--- Problem statement ---
Turn the lines between the one holding "Task: locate the clear" and the end of the rows, inclusive, into a numbered list with blank lines left out.

--- Records shown ---
--
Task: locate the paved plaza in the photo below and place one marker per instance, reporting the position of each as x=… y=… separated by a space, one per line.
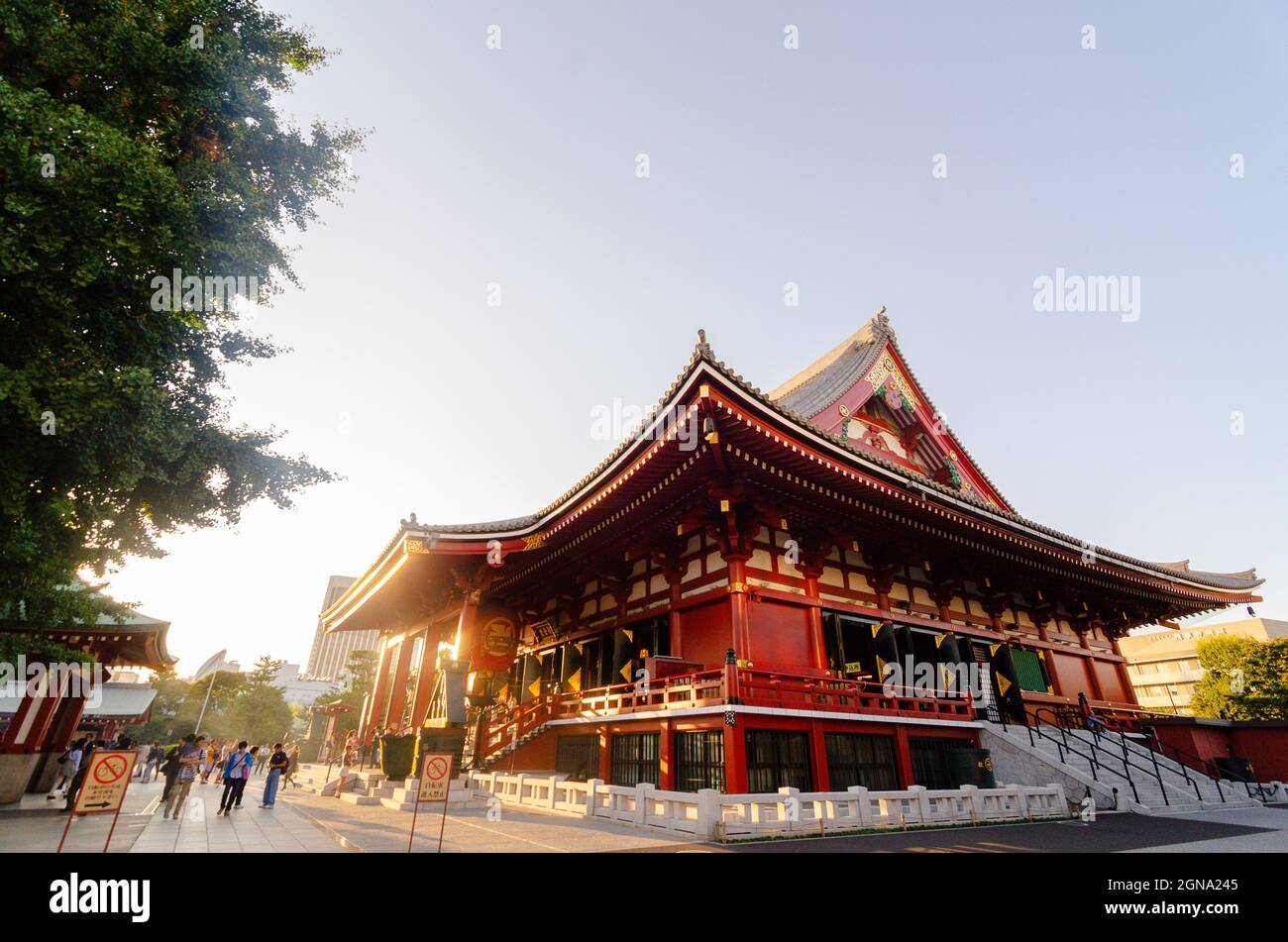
x=304 y=822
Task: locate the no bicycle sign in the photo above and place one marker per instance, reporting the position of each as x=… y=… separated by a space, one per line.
x=106 y=780
x=436 y=783
x=434 y=778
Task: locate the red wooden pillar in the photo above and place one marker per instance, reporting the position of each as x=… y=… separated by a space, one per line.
x=735 y=756
x=816 y=649
x=65 y=721
x=381 y=688
x=1089 y=666
x=811 y=562
x=903 y=757
x=818 y=757
x=675 y=622
x=665 y=757
x=425 y=678
x=35 y=714
x=398 y=692
x=739 y=633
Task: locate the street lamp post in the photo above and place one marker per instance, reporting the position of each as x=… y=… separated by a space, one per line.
x=205 y=703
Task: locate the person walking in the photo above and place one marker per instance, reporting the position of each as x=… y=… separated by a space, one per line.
x=189 y=760
x=275 y=764
x=68 y=764
x=235 y=771
x=73 y=787
x=170 y=770
x=292 y=766
x=252 y=758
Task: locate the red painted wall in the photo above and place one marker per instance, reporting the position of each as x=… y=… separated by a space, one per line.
x=1072 y=672
x=704 y=632
x=1266 y=747
x=1111 y=682
x=780 y=636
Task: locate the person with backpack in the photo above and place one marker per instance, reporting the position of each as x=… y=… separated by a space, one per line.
x=170 y=770
x=235 y=774
x=68 y=764
x=189 y=758
x=153 y=764
x=277 y=762
x=73 y=787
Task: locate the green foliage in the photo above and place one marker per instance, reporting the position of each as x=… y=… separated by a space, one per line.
x=38 y=650
x=360 y=678
x=127 y=152
x=1243 y=679
x=243 y=705
x=162 y=726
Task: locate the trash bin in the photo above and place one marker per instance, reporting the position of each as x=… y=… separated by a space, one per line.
x=971 y=767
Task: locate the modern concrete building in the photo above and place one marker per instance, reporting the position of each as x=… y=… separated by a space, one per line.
x=1163 y=667
x=331 y=652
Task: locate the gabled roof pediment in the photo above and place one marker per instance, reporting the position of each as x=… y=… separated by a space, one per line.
x=864 y=391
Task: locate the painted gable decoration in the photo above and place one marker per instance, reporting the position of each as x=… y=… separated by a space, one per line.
x=863 y=392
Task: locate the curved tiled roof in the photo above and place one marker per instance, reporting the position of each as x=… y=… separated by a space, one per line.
x=702 y=353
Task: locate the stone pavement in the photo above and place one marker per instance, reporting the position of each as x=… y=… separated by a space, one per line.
x=37 y=825
x=250 y=830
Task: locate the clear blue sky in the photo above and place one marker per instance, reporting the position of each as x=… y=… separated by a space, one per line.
x=516 y=166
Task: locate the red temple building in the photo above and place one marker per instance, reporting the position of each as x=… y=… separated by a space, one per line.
x=719 y=602
x=38 y=722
--
--- Task result ---
1. Task: locate the clear blue sky in the photo above and place one marker per instance, reporting the position of each as x=… y=… separated by a space, one per line.
2. x=516 y=166
3. Task: locate the red temple building in the photo above and place one marker per instance, reporting the position of each as x=… y=… separated by a space, one per line.
4. x=719 y=602
5. x=38 y=722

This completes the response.